▸ Instruction 1:
How many lines in the rows below contain the string "chandelier", counting case? Give only the number.

▸ Given text:
==================================================

Archive for October 2007

Learning Curves

  • Because I’ve been so busy with work in the recent weeks, my good intentions of learning some basic notions of Spanish have gone out the window for the most part. I say “for the most part” because I did occasionally look up a few words and read a few basic online lessons on conjugating the very important verb ser and memorizing possessive adjectives. However, in the last week or so, El Poema has taken on the role of drill-master; in fact, after tonight’s session, he has even given me some homework! He understands that the best approach for me is grammatical; there’s no use in throwing a lot of vocabulary my way if I don’t first grasp the mechanics of the language.

  • What’s more, the Queen of Sheba‘s daughter, Ms. R, who majored in Spanish at university, has offered to tutor me as well. She’s invited me over for dinner at her new abode on Friday night, although I doubt that occasion will double as my first tutoring session with her. But I’m looking forward to working on my Spanish with her, as she’s coming at it from the perspective of someone who, at one time, had to start from scratch. While I doubt I’ll be able to hold much of a conversation by Christmas, at least I’ll be able to grasp little bits here and there, and I’ll learn some more while I’m in Mexico. For as Ms. R said to me on the phone last night, Spanish speakers, particularly Latin Americans, are extremely generous towards those who express a genuine desire to learn the language — in terms of teaching as well as tolerating bad, bad grammar from someone who’s at least trying.
  • As I mentioned in an earlier post, some positive shifts are afoot at my day job, although I can’t be specific about them just yet. But I’m already having to learn new things there, too, and I’m loving it. There’s more and more variety and, yes, more and more responsibility, but that motivates me because [a] there’s never a dull moment and [b] just when things start getting routine, another new routine comes along and the job becomes new again. At least, that’s how a “glass half full” kind of guy like me tends to look at it.
  • Being in a relationship that is SO long-distance requires some learning, too. I’ve done the “long-distance thing” before, but not so far and not with someone who has inhabited my being as profoundly as El Poema. A lot of the learning revolves around acquiring flexibility so that we can think ahead generally but not get bogged down with details that are too time-specific. And that can be hard when the urgent desire to be physically together becomes overwhelming emotionally. Yet — perhaps paradoxically — we’ve individually come to realize that we each need a lot of personal space, so we’ve learned that not communicating for a few days in a row is not a statement on how we feel about each other. It’s just that the communication sometimes only reminds us too much of the distance, which on some days makes us sadder than on other days.

On Thursday, it will be exactly two years since the evening Ex Friend came to visit me with some KFC and who, upon hearing about my plight at the time, encouraged me to apply for what has turned out to be my day job. Two years, and almost nothing is as it was back then. So far, my 40s are turning into my blessed decade.

==================================================

▸ Dataset entries:
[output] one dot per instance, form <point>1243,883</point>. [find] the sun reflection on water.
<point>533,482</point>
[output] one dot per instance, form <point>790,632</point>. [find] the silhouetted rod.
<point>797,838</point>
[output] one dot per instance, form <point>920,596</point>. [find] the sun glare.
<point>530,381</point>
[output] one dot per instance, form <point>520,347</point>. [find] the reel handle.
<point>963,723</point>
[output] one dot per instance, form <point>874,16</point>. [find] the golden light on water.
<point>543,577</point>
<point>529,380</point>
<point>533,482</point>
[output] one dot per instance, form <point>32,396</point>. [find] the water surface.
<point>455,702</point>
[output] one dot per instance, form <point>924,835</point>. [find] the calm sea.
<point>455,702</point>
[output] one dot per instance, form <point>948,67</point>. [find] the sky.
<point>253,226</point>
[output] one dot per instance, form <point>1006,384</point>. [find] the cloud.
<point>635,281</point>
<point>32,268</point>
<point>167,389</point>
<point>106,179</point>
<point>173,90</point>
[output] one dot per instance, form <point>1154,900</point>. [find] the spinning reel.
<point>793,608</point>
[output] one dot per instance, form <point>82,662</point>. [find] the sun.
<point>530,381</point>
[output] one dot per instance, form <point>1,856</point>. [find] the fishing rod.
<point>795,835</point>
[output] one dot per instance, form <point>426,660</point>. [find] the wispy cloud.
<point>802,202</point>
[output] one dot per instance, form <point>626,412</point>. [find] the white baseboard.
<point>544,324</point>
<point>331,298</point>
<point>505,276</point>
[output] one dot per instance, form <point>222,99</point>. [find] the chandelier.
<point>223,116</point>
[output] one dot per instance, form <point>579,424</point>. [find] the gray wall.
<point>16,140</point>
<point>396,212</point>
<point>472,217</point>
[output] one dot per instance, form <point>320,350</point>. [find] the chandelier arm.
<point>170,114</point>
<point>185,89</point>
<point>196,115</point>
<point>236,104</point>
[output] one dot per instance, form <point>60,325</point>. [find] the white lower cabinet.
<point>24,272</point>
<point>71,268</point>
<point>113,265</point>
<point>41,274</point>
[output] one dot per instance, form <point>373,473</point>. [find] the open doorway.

==================================================

▸ Instruction 2:
Reproduce the blog post above word for word between "Learning Curves" and "of the language.", inclusive.

▸ Response 1:
2

▸ Response 2:
Learning Curves

  • Because I’ve been so busy with work in the recent weeks, my good intentions of learning some basic notions of Spanish have gone out the window for the most part. I say “for the most part” because I did occasionally look up a few words and read a few basic online lessons on conjugating the very important verb ser and memorizing possessive adjectives. However, in the last week or so, El Poema has taken on the role of drill-master; in fact, after tonight’s session, he has even given me some homework! He understands that the best approach for me is grammatical; there’s no use in throwing a lot of vocabulary my way if I don’t first grasp the mechanics of the language.